■ Page
★ ★ ★ ★ ★ ★ ★
I'm glad you appreciated my comments and optimizations :-) But as you noticed, even if the neighborhood optimizations matter a lot for raw DPhyp speed, they really matter that much in practice (I implemented DPhyp once, mostly at a hotel room while on travel for a marathon, and then basically never touched it again); most of the time is spent scoring every subplan, with the O(mn) explosion of possible implementation strategies. I must admit I didn't read all of your caching details (there are many years since I wrote this code), but you're right in that it's a fascinating field. :-)
★ ★ ★ ★ ★ ★ ★
[Point labeling dataset excerpts]
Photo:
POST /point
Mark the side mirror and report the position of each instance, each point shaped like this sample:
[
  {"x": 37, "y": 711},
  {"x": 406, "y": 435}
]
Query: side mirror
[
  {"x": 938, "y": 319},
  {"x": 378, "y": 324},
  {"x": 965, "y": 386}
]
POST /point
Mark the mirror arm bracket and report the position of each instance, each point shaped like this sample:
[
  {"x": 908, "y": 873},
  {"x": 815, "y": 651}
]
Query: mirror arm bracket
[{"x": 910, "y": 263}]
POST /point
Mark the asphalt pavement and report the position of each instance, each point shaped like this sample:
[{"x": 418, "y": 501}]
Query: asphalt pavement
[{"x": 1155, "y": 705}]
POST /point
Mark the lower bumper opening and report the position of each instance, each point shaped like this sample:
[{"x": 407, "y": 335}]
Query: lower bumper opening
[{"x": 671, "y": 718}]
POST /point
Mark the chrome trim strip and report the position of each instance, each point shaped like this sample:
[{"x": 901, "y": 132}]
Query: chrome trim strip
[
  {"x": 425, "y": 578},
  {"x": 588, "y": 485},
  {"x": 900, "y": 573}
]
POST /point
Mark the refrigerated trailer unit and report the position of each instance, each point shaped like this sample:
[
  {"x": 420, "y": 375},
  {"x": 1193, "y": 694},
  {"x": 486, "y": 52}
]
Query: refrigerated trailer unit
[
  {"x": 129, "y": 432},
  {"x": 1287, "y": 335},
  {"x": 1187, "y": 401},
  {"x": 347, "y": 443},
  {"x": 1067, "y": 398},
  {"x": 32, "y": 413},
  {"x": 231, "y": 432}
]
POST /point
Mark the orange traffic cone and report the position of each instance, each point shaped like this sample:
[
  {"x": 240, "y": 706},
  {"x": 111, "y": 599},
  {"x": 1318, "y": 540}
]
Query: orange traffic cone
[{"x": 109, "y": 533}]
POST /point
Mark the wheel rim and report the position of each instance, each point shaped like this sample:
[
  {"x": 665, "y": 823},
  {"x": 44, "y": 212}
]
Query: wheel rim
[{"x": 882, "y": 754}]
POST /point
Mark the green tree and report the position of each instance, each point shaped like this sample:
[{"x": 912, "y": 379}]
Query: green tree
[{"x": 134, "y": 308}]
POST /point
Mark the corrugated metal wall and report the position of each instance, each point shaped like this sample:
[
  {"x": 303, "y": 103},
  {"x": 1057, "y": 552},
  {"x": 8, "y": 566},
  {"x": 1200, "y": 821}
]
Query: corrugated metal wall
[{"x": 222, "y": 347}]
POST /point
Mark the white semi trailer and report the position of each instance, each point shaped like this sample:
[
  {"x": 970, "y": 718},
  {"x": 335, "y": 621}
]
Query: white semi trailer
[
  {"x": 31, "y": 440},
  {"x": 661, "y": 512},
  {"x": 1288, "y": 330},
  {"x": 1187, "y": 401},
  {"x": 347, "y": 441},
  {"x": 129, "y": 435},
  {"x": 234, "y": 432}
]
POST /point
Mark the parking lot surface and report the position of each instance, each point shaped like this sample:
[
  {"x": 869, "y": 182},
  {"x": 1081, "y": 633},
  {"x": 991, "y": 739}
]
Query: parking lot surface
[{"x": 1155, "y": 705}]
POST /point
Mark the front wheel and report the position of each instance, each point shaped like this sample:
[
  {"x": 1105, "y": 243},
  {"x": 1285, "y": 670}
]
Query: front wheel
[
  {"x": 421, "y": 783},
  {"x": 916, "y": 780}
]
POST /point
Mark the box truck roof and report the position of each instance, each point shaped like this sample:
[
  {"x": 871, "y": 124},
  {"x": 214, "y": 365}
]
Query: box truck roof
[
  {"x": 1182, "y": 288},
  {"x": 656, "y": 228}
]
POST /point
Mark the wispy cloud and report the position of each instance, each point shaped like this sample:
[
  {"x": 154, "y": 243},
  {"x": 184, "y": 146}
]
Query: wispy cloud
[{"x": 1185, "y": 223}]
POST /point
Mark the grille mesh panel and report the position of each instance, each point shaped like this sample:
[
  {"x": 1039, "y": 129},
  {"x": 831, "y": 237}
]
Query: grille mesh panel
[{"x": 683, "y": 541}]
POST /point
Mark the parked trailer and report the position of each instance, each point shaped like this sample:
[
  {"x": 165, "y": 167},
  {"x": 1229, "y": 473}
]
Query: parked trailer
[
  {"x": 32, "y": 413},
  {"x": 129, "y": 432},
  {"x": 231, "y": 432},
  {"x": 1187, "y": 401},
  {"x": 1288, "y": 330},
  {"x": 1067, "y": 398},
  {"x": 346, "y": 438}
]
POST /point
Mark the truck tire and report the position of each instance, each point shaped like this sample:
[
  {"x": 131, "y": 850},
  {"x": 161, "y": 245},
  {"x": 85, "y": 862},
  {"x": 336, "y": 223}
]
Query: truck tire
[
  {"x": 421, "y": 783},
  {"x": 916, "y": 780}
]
★ ★ ★ ★ ★ ★ ★
■ Challenge 1
Quote the DPhyp comment word for word, everything from "I'm glad you" down to "fascinating field. :-)".
■ Challenge 2
Decide whether each statement agrees with the DPhyp comment, answering yes or no and quoting the words that decide it: (a) The writer implemented DPhyp mostly in a hotel room while traveling for a marathon. (b) The writer read all of the caching details. (c) Most of the time is spent scoring every subplan.
The records are separate from the text.

■ Response 1
I'm glad you appreciated my comments and optimizations :-) But as you noticed, even if the neighborhood optimizations matter a lot for raw DPhyp speed, they really matter that much in practice (I implemented DPhyp once, mostly at a hotel room while on travel for a marathon, and then basically never touched it again); most of the time is spent scoring every subplan, with the O(mn) explosion of possible implementation strategies. I must admit I didn't read all of your caching details (there are many years since I wrote this code), but you're right in that it's a fascinating field. :-)

■ Response 2
(a) Yes: "mostly at a hotel room while on travel for a marathon"
(b) No: "I didn't read all of your caching details"
(c) Yes: "most of the time is spent scoring every subplan"